Directive:
Copy the data below word for word, leaving out the pictures.

-=-=-

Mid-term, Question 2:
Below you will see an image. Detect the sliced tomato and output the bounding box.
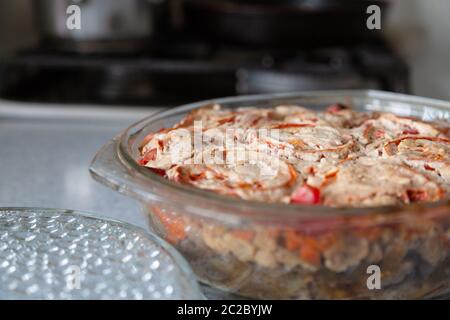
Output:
[327,103,348,113]
[402,128,419,134]
[291,184,320,205]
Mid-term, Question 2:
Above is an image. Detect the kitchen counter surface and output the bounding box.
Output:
[0,102,157,229]
[0,100,232,299]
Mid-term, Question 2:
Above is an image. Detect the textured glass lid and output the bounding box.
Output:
[0,208,202,299]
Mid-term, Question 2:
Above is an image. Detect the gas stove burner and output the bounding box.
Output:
[0,41,408,106]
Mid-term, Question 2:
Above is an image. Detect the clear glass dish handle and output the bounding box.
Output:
[89,135,163,202]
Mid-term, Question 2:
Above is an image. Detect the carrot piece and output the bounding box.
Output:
[152,207,186,244]
[231,230,255,241]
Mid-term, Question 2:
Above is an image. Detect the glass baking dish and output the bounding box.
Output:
[90,91,450,299]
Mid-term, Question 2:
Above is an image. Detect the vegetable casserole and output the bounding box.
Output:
[91,91,450,299]
[139,104,450,298]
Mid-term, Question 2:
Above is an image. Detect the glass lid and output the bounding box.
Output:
[0,208,203,299]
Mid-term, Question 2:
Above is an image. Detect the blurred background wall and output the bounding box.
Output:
[0,0,450,100]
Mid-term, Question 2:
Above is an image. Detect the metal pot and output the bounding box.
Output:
[33,0,169,52]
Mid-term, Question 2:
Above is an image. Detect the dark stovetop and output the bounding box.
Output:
[0,42,408,105]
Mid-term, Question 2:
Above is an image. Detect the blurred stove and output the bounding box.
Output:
[0,36,408,106]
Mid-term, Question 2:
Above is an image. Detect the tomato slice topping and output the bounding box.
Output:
[327,103,348,113]
[291,184,320,205]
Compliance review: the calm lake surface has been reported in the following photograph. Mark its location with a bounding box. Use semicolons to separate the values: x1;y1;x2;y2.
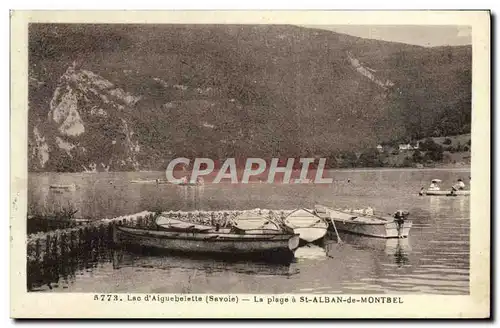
28;169;470;294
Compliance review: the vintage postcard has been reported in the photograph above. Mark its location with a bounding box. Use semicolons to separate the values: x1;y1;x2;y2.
10;11;490;319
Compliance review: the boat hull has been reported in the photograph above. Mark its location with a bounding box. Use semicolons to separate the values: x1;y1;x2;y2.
113;226;299;257
333;219;413;238
420;190;470;196
322;208;413;238
284;209;328;243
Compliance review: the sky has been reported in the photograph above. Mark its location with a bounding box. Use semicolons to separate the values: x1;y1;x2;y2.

-=-=-

Written response:
Mid-term, Question 2:
Below you will see an image. Detect the sliced tomato and output the bounding box.
Output:
[327,103,348,113]
[402,128,419,134]
[291,184,320,205]
Mid-term, Question 2:
Above is an image. Detect the kitchen counter surface and output the bounding box.
Output:
[0,102,157,229]
[0,100,232,299]
Mid-term, Question 2:
Above is an image. Detect the textured glass lid and output the bounding box.
Output:
[0,208,202,299]
Mid-term, Question 2:
Above is an image. Detect the gas stove burner and output the bounding box.
Output:
[0,41,408,106]
Mid-term, Question 2:
Above is an image. Detect the clear glass dish handle and output the bounding box.
Output:
[89,135,163,202]
Mid-term, Question 2:
Above is an image. Detect the carrot piece and output the bounding box.
Output:
[152,207,186,244]
[231,230,255,241]
Mid-term, Question 2:
Above is an image. Detect the glass baking dish and output the bounding box.
Output:
[90,91,450,299]
Mid-term, Question 2:
Above is an image. Detect the vegetable casserole and output the bounding box.
Output:
[91,91,450,299]
[139,104,450,298]
Mid-term, Question 2:
Above is an image. Detect the glass lid and output the bounding box.
Output:
[0,208,203,299]
Mid-term, Question 2:
Above is an image. Detect the blurred background wall and output the bounding box.
Output:
[0,0,450,100]
Mid-term, Question 2:
Above is an image. Detect the metal pot and output the bounding box.
Output:
[33,0,169,52]
Mid-term, Question 2:
Above is an image. Detect the dark stovetop and output the bounding box.
Output:
[0,42,408,105]
Mid-term, Question 2:
Above is an image. Detect the blurred stove and output the bounding box.
Output:
[0,36,408,106]
Mid-term, Question 2:
Above is an image. Detect the tomato slice topping and output the bounding box.
Output:
[327,103,348,113]
[291,184,320,205]
Compliance review: the calm lake surface has been reported in the following photograph. Mark its location with a bounding box. Use semicolons to separate the values: x1;y1;x2;y2.
28;169;470;294
Compliance review: the vintage postcard has been reported in the photograph above. Mark its location with a bounding box. Use semicolons to separate the values: x1;y1;x2;y2.
10;11;490;319
Compliance review: the boat hull has been reported in the photograph above. Mark its location with a bounding box. Use semicolons to separate the values: x1;y1;x2;y2.
113;226;299;257
333;219;413;238
420;190;470;196
322;208;413;238
284;209;328;243
Compliance review: the sky has been reported in the photograph above. Mark its location with a bounding box. Use semicolons to separate the values: x1;y1;x2;y2.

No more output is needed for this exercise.